Il servizio al reparto di oncologia pediatrica del Policlinico e all’ospedaletto Giovanni XXIII di Bari intanto è sospeso, dopo un breve periodo in cui si è svolto all’esterno. “In questi mesi abbiamo lavorato molto online con case di riposo e insieme ai disabili. Abbiamo provato a trasferire la nostra attività sui monitor dei pc. Inoltre abbiamo provato a tenere aggiornati i nostri canali social con un concorso letterario per bambini. Seppure a distanza, abbiamo provato a donare un po’ di leggerezza, spensieratezza e compagnia. Non potevamo far altro che metterci in gioco”, chiarisce la referente di Vip.

Ai “nasi rossi” è mancato enormemente il contatto diretto con i piccoli pazienti. Lo scopo del servizio di clownterapia è, infatti, portare gioia e sorrisi proprio ai bambini nelle strutture ospedaliere. Chiarisce Tadala: “Prima dell’emergenza sanitaria eravamo impegnati ogni weekend nel servizio in corsia. Era un appuntamento a cui ci preparavamo durante la settimana, con lo scopo di far uscire i bambini dalle stanze in cui trascorrono gran parte del loro tempo”. La realtà virtuale non può creare le stesse sensazioni che crea l’esperienza diretta sul campo, sebbene le attività proposte durante il lockdown siano state coinvolgenti. “Il contatto diretto che si crea in corsia è del tutto impossibile stabilirlo online. Il rapporto diretto che nasce tra i clown e i piccoli pazienti è insostituibile. Senza dubbio il distanziamento sociale ha aiutato a far comprendere il valore dei piccoli gesti, come un abbraccio”, sottolinea Tadala.

### Righe fornite
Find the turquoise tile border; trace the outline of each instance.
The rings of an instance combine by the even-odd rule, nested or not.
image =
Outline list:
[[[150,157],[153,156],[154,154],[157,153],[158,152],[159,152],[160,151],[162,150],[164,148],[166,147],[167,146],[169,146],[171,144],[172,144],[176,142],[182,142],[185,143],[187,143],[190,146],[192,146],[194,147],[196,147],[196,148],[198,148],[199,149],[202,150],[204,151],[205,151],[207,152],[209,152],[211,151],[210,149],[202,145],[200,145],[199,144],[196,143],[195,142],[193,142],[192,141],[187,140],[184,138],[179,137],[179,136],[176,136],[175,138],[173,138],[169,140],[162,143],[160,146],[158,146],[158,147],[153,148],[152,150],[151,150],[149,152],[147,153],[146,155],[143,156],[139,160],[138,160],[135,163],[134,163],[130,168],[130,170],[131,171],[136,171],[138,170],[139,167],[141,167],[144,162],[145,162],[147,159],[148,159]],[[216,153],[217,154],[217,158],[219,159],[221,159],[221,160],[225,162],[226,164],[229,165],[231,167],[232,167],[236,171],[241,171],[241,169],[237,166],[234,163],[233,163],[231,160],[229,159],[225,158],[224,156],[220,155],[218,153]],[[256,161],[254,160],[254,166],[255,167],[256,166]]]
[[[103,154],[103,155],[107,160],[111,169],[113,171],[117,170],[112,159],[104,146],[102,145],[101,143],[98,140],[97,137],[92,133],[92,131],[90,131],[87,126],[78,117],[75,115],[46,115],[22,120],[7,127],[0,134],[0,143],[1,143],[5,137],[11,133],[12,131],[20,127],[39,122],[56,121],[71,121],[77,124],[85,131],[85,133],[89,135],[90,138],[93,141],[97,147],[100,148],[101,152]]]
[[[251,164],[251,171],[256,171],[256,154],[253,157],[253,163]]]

### Cosa fare
Continua il brano sulla clownterapia negli ospedali di Bari, riprendendo subito dopo la sua ultima frase.

### Risultato
E’ mancato indossare il nasino rosso e il camice d’ordinanza, che trasmettono una grande carica di energia. Le attività a distanza sono, comunque, servite per reinventarsi. In questo periodo, ad esempio, ampio spazio è stato dedicato alla formazione. Fare il clown non significa semplicemente fare animazione; è qualcosa di più delicato e profondo: “Significa saper curare gli animi delle persone, dare sorriso senza far rumore e in punta di piedi. Il clown entra nella vita delle persone con estrema delicatezza. Per diventare clown non occorrono specifici requisiti, ma grande spirito di dedizione: “Non si tratta di ritagliarsi del tempo nella vita frenetica di tutti i giorni, perchè in realtà questo è un tempo trovato” spiega Tadala.

Per entrare nelle corsie di un ospedale occorre una grande dose di umiltà: solo così si può comprendere la sofferenza di chi è ricoverato. “Occorre imparare ad accettare le sofferenze e a trovare l’energia per aiutare i pazienti a sorridere, nonostante tutto. Se una persona ha timore di entrare in ospedale o in contesti di sofferenza difficilmente potrà impegnarsi nella clown therapy. Bisogna essere disposti ad imparare. Entrare in corsia con il naso rosso è un passaggio delicato: bisogna essere disposti ad imparare con umiltà, senza pensare di essere i migliori. E ogni volta che si entra in corsia è come la prima volta perché accade sempre qualcosa diverso”, aggiunge la nostra interlocutrice.

Ogni anno viene organizzato un corso base per quanti desiderano avvicinarsi alla clown terapia e successivamente si svolgono due allenamenti mensili. La preparazione è decisiva sia per la “prestazione” in corsia, in cui il gesticolare, il gioco di sguardi, il linguaggio non verbale sono strumenti, sia per cementare l’affiatamento tra clown, che è risultata l’arma vincente durante le chiusure. Dietro uno schermo la complicità tra i clown si è rivelata un punto di forza.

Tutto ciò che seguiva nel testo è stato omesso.